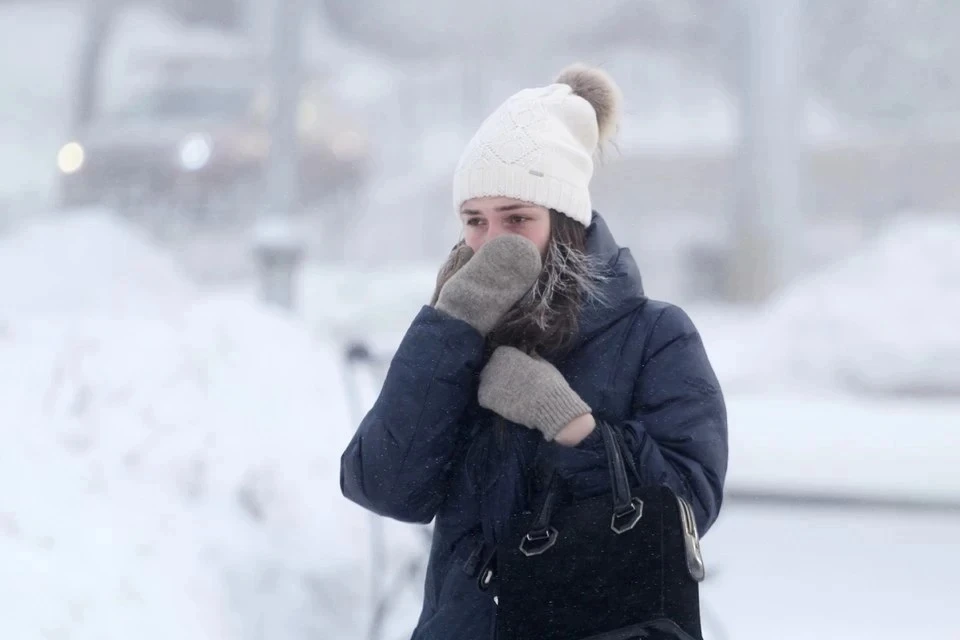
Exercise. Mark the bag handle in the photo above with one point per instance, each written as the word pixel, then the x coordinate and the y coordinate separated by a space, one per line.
pixel 627 510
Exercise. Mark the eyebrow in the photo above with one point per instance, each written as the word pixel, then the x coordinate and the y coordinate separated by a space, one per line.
pixel 506 207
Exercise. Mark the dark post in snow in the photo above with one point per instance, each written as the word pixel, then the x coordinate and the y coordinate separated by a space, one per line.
pixel 278 247
pixel 767 218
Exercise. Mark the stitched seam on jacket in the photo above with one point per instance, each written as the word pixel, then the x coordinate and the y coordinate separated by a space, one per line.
pixel 419 422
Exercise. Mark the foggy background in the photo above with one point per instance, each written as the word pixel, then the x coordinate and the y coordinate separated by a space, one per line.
pixel 218 217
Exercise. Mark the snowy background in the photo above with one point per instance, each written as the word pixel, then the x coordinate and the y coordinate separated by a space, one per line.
pixel 169 443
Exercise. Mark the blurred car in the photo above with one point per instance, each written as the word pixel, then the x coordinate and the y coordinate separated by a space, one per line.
pixel 204 146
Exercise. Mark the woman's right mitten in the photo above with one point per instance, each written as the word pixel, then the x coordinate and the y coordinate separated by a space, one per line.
pixel 491 282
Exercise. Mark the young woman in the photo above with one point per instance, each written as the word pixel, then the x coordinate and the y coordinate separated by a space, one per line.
pixel 538 329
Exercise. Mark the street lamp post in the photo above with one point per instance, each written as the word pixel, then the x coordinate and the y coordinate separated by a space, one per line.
pixel 278 248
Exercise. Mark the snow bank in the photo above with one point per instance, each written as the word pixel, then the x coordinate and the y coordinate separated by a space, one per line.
pixel 87 261
pixel 170 460
pixel 884 320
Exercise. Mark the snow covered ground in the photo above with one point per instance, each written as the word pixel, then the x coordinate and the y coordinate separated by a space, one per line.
pixel 170 460
pixel 170 457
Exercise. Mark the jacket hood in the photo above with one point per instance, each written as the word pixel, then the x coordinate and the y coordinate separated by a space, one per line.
pixel 621 291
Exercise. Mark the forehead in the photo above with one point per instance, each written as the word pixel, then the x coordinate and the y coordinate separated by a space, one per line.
pixel 496 204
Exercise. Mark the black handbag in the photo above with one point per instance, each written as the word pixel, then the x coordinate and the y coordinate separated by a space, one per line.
pixel 609 567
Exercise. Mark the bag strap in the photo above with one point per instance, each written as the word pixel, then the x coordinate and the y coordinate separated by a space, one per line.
pixel 627 510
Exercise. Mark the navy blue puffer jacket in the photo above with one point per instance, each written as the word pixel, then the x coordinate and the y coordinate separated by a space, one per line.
pixel 423 452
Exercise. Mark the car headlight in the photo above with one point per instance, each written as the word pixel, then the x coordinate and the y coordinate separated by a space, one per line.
pixel 194 151
pixel 70 158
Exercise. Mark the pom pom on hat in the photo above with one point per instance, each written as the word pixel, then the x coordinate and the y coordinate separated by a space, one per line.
pixel 598 88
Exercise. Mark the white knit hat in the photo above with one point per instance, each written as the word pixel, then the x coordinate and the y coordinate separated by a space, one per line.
pixel 539 145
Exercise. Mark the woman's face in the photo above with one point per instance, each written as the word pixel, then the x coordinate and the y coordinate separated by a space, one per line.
pixel 486 218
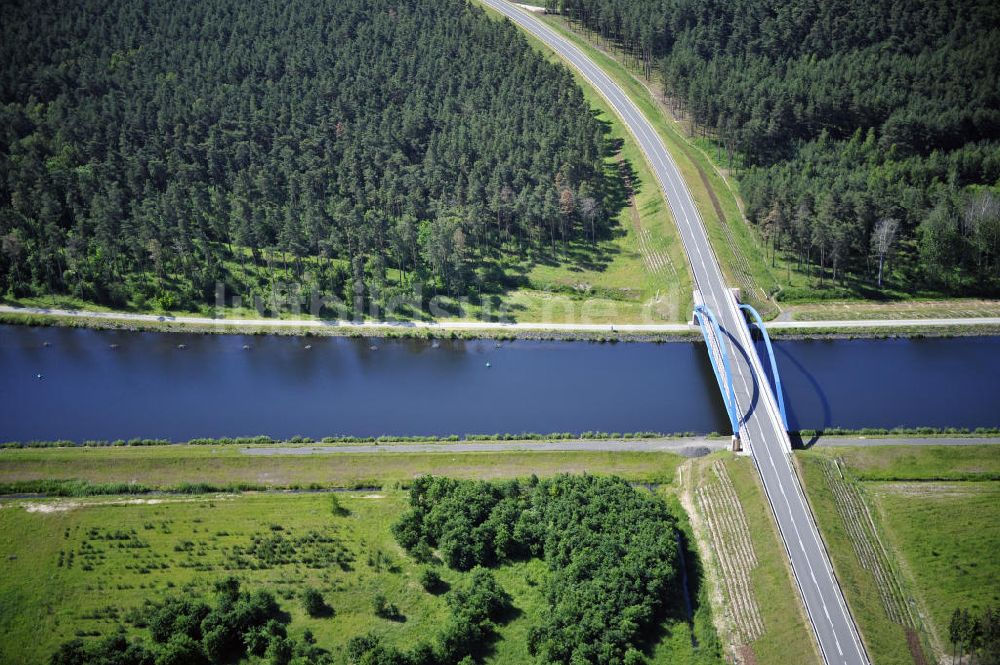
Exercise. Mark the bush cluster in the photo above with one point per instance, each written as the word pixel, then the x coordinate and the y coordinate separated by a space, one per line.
pixel 596 535
pixel 190 632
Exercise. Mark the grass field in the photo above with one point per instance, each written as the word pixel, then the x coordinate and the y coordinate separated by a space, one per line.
pixel 735 243
pixel 757 605
pixel 912 534
pixel 77 567
pixel 169 466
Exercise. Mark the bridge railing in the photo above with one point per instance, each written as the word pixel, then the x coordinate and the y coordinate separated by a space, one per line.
pixel 723 375
pixel 774 365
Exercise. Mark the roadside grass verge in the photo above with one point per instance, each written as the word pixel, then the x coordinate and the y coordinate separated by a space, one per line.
pixel 884 639
pixel 739 250
pixel 170 467
pixel 910 531
pixel 957 308
pixel 948 542
pixel 915 463
pixel 757 563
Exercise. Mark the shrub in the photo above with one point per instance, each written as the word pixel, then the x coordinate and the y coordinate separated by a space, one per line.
pixel 313 603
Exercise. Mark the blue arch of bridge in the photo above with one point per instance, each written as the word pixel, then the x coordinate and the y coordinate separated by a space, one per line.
pixel 770 354
pixel 702 312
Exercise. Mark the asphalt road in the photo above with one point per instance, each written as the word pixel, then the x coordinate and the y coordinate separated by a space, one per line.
pixel 761 428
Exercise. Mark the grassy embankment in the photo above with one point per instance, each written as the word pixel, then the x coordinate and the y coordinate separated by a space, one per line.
pixel 911 534
pixel 754 595
pixel 129 549
pixel 165 467
pixel 61 599
pixel 800 291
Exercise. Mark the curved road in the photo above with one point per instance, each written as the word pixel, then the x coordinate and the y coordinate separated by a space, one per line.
pixel 761 428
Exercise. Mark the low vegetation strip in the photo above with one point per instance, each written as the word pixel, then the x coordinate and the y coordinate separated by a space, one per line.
pixel 730 538
pixel 167 467
pixel 867 545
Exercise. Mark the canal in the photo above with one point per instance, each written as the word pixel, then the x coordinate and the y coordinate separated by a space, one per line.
pixel 111 384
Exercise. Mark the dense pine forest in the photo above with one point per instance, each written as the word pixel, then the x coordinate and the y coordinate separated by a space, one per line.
pixel 866 135
pixel 152 150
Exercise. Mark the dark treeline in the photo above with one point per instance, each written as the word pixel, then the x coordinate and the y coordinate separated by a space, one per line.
pixel 977 635
pixel 149 150
pixel 865 133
+-------+
▸ **Task statement**
Reproduce the full material exactly, excluding the pictures.

▸ **Response for this exercise**
Exercise. Mark the bag handle in the photo above with one point per instance, each written as the word pixel, then the x coordinate and the y coordinate separated by a space, one per line.
pixel 627 510
Exercise. Mark the eyebrow in the photo above with one point per instance, each written as the word pixel, then the x coordinate and the y coordinate separated by a space, one per line.
pixel 506 207
Exercise. Mark the dark post in snow in the photo above with one point per instance, each written as the word pixel, then the x coordinate and the y coordinate separated by a space, one per line.
pixel 278 247
pixel 767 218
Exercise. Mark the stitched seam on jacket in the photo above with one point per instance, each written as the word pixel, then the x coordinate and the y coordinate separated by a space, one per line.
pixel 419 422
Exercise. Mark the foggy background in the photo above with one point per instance, each written as the word pixel, then the x coordinate and the y coordinate separated by a space, one per line.
pixel 218 217
Exercise. Mark the snowy background in the photo above with one point per instance, each written as the word pixel, then the x coordinate and the y coordinate separated by a space, one per line.
pixel 169 443
Exercise. Mark the blurred car in the photo above with one point per instance, each written as the word pixel, then the x coordinate and the y coordinate separated by a space, one per line.
pixel 204 146
Exercise. Mark the woman's right mitten in the photo above with one point per instance, each written as the word pixel, then the x coordinate and the y coordinate separated by a space, one per line.
pixel 491 282
Exercise. Mark the young woman in the photo above with one point per instance, each written as the word pixel, then the x coordinate and the y coordinate separated by a space, one per line.
pixel 538 329
Exercise. Mark the street lamp post in the photo above with one point per instance, each written as the word pixel, then the x coordinate and the y coordinate separated by a space, one per line.
pixel 278 248
Exercise. Mark the snow bank in the photo above with one point per instance, each written as the word pixel, then the x coordinate and the y coordinate separated by a space, one per line.
pixel 87 261
pixel 170 460
pixel 884 320
Exercise. Mark the snow covered ground in the photo above with one point per instance, each written as the word pixel, then the x coordinate and the y coordinate separated by a space, one per line.
pixel 170 460
pixel 170 457
Exercise. Mark the jacket hood in the photo above with one point per instance, each written as the word pixel, then the x coordinate and the y coordinate separated by a space, one per line.
pixel 621 291
Exercise. Mark the forehead in the photo above with one point per instance, each written as the word pixel, then the x coordinate and the y coordinate separated by a space, one per line.
pixel 496 204
Exercise. Mark the black handbag in the photo above with one point per instance, each written as the word pixel, then the x coordinate and the y coordinate separated by a space, one per line.
pixel 609 567
Exercise. Mark the bag strap in the photo above with one point per instance, each written as the word pixel, then the x coordinate and the y coordinate separated by a space, one per line.
pixel 627 510
Exercise. Mark the navy blue puffer jacket in the photo above with one point per instance, each written as the word pixel, then the x coordinate and the y coordinate separated by a space, one per line.
pixel 423 452
Exercise. Mark the car headlight in the photo above with one point per instance, each written as the word pixel, then the x coordinate and the y coordinate separated by a space, one per line.
pixel 194 151
pixel 70 158
Exercise. Mark the pom pom on hat in the photo above with one point per instance, each written as the word pixel, then the x coordinate and the y coordinate separated by a space, one per line.
pixel 598 88
Exercise. Mark the white knit hat in the photo above with one point per instance, each written as the word pixel, then the x coordinate and the y coordinate separated by a space, one per line.
pixel 539 145
Exercise. Mark the woman's face in the photo above with one point per instance, each written as the word pixel, then the x coordinate and the y coordinate separated by a space, one per line.
pixel 486 218
Exercise. Mark the bush cluster in the photo above with one point per instance, each written as the word pixel, then the x coordinate and the y coordinate separated by a space, one per line.
pixel 596 535
pixel 190 632
Exercise. Mark the grass field in the photo above with one point per instance, each written as the word pixel, then the x coordinate and the y coordinate separated by a space, one per line.
pixel 735 243
pixel 757 605
pixel 912 534
pixel 77 567
pixel 169 466
Exercise. Mark the bridge railing in the photo above with one point per instance, each written as the word pixel, then the x coordinate and the y coordinate separated by a space, one per line.
pixel 723 375
pixel 774 365
Exercise. Mark the roadside grass verge in the photo above with one point per instance, each written as the word pixel, then the x coordinate and the y coordinate separated by a space, one per line.
pixel 884 639
pixel 739 250
pixel 170 467
pixel 910 531
pixel 957 308
pixel 948 542
pixel 915 463
pixel 757 563
Exercise. Mark the shrub in the photo above with one point per instance, each written as the word pixel, then the x coordinate and the y coordinate separated by a space, one per line.
pixel 313 603
Exercise. Mark the blue arch of bridge in the photo above with one point per instance, each written as the word pixel, then the x coordinate and the y coordinate separated by a space, one per line.
pixel 770 354
pixel 702 312
Exercise. Mark the asphalt road in the photo above with one point per instance, each written as the word pixel, then the x coordinate and the y coordinate separated by a space, one per line.
pixel 761 428
Exercise. Mark the grassy embankment in the photo above with one point per instance, each written as the word pixel, then the x coordinate and the y coordinate separated by a space, one per line.
pixel 911 534
pixel 754 595
pixel 129 549
pixel 165 467
pixel 61 599
pixel 800 291
Exercise. Mark the curved road in the photo above with one point per instance, each written as the word pixel, then the x coordinate and the y coordinate separated by a space, one per line.
pixel 761 428
Exercise. Mark the low vegetation strip in the photo above with one point per instance, each written as the word pixel, then the x coordinate and the y coordinate separated by a space, one per line.
pixel 730 538
pixel 167 467
pixel 867 545
Exercise. Mark the canal in the photo above with one point per instance, each written as the word pixel, then the x coordinate and the y coordinate separated by a space, one per line.
pixel 111 384
Exercise. Mark the dense pine forest in the photo above with one point per instance, each written as the word pixel, then the x coordinate and the y coordinate separated by a space, one per line.
pixel 866 135
pixel 152 150
Exercise. Mark the dark treeline in the photo above with one point per instance, each written as the word pixel, then the x coordinate and the y coordinate separated by a space, one per line.
pixel 977 635
pixel 149 150
pixel 865 133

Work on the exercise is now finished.